Çok zor bir yıl geçirdik. Yaz başlıyor. Turizmin toparlanması şart. Bu hafta 3 günü dünya harikası Kapadokya’da, muhteşem Kayakapı Cave Otel’de geçirdim ve açıkçası, Ürgüp-Göreme-Uçhisar arasında dolaşırken çok üzüldüm. Bu bölgede birçok tesiste kaldım, Kayakapı tartışmasız en iyisi. Onun gibi dünyanın farklı noktalarından belirli müşteri profiline hitap eden tesisler bir şekilde yoğunluğunu koruyor. Öte yandan, bölgede turist sayısı parmakla gösterilecek kadar azalmış. Çok şükür iç turizm canlı. Türkler bir şekilde çarkın dönmesini sağlıyorlar ancak yeniden Batılı turisti Türkiye’ye çekmemiz şart.
Kapadokya mucizesi
Peribacaları, mağara kiliseler, Ihlara vadisi, Uçhisar Kalesi
dünyanın sayılı mucizelerinden. Çocukluğumun yazlarını geçirdiğim
bu topraklara ne zaman gitsem doğanın kudreti karşısında bir kez
daha nefesim kesiliyor. Hele bu defa ‘Hayalgücü Vadisi’ni
dolaşırken ünlü mimar Antoni Gaudi’nin buradan esinlendiğine emin
oldum. Gündüz doğa ve tarihin müthiş zenginliği, akşam birbirinden
yaratıcı mağara otellerde konaklama, Kapadokya şarapları, Türk
geceleri... Bu masal nasıl bu kadar yalnız bırakılabilir? Yalnızca
Avrupalı değil, Amerikalı, Japon, Rus, herkesi yeniden buraya
çekmemiz şart...
______________________________
# [Gereksinimler]
Kapadokya yazısına göre yazar bu hafta Kayakapı Cave Otel'de kaç gün geçirmiştir? Ardından gelen veriler, Kapadokya yazısından ayrı bir malzemedir.

[İşaretleme verileri]
______________________________
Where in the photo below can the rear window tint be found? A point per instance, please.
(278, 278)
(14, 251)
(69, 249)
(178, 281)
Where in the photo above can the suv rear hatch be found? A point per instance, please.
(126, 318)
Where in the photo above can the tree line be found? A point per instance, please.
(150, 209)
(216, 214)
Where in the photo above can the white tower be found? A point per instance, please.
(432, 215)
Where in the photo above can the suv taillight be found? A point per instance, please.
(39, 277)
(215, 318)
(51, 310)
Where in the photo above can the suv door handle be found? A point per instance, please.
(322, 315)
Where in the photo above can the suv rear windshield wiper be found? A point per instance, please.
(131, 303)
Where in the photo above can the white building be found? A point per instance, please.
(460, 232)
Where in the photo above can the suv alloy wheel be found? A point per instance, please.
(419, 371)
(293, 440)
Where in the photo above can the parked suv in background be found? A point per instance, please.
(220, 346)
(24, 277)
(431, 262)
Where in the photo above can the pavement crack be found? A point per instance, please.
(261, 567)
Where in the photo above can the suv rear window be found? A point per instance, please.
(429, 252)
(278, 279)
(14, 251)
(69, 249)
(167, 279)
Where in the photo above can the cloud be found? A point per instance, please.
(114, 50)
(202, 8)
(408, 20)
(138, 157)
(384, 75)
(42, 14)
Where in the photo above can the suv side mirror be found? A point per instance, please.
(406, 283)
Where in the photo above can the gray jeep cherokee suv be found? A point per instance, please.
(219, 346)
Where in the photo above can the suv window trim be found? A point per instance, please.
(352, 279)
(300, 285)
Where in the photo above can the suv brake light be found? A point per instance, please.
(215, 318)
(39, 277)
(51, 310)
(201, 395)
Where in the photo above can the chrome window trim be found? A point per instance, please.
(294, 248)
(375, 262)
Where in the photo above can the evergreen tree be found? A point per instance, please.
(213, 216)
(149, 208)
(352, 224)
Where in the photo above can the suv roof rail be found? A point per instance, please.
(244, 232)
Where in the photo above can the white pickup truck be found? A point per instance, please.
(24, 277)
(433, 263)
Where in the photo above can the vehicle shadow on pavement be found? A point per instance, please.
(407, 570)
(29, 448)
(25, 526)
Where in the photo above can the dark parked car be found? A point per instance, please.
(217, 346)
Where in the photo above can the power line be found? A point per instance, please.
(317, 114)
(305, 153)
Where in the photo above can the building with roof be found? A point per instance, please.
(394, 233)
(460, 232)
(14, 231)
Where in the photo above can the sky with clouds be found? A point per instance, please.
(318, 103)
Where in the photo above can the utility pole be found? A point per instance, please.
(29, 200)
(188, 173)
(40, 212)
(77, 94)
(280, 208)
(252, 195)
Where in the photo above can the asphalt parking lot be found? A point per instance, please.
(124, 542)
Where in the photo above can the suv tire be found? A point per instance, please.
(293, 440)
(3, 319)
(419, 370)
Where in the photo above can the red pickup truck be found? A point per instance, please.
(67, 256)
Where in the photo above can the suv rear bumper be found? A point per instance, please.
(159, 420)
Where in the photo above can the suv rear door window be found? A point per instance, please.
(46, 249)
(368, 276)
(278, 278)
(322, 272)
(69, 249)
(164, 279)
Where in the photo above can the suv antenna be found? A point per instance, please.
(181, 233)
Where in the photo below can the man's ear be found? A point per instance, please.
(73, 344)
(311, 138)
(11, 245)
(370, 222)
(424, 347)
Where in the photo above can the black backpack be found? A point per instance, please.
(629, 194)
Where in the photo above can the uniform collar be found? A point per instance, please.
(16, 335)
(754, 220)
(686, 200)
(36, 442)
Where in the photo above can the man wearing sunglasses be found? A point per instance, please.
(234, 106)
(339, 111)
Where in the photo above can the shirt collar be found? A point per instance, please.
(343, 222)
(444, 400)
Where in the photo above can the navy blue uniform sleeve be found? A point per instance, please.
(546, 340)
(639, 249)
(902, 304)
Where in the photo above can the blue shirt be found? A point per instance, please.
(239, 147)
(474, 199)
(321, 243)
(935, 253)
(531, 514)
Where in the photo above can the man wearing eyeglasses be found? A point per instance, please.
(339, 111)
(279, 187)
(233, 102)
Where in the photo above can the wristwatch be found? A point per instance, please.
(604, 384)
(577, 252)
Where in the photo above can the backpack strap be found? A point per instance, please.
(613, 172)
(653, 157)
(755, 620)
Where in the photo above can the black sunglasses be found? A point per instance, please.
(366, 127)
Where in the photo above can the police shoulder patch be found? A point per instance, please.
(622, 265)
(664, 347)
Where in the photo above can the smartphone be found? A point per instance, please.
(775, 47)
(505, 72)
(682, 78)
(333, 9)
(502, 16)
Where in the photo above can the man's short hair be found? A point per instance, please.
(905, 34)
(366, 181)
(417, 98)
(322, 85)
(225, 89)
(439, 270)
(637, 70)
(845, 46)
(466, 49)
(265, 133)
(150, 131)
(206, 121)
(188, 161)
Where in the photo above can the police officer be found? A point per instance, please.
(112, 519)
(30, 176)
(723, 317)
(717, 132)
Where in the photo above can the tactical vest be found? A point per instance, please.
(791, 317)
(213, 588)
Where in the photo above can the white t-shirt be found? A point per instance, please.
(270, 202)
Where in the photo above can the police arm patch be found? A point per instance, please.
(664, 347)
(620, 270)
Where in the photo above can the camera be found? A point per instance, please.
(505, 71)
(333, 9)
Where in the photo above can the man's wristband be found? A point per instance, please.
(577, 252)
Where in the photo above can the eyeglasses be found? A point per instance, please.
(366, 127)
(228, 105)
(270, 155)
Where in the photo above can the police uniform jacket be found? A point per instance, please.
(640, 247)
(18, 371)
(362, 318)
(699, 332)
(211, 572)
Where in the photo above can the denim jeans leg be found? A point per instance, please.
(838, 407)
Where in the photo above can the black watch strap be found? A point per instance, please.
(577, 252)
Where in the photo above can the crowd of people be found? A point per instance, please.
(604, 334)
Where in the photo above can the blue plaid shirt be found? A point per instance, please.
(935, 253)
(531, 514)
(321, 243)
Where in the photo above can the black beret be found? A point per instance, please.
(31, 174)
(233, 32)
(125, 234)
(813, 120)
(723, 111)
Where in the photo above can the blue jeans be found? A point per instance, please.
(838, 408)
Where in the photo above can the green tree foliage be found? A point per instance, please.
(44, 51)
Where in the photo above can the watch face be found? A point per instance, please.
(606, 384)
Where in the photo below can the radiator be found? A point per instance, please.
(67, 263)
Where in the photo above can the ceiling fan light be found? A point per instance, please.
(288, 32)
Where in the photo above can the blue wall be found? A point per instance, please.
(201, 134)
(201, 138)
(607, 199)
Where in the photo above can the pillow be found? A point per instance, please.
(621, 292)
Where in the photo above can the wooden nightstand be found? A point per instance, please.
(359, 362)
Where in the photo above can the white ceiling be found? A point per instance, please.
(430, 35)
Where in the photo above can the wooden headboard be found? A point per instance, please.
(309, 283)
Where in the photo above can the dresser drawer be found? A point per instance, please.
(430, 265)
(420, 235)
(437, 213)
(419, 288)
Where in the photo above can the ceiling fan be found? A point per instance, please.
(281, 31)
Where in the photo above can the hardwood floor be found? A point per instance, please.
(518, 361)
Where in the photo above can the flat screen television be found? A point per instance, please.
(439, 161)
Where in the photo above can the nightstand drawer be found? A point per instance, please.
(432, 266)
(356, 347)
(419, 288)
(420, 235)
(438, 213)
______________________________
# [Tamamlanan görev]
Yazar bu hafta Kayakapı Cave Otel'de üç gün geçirmiştir.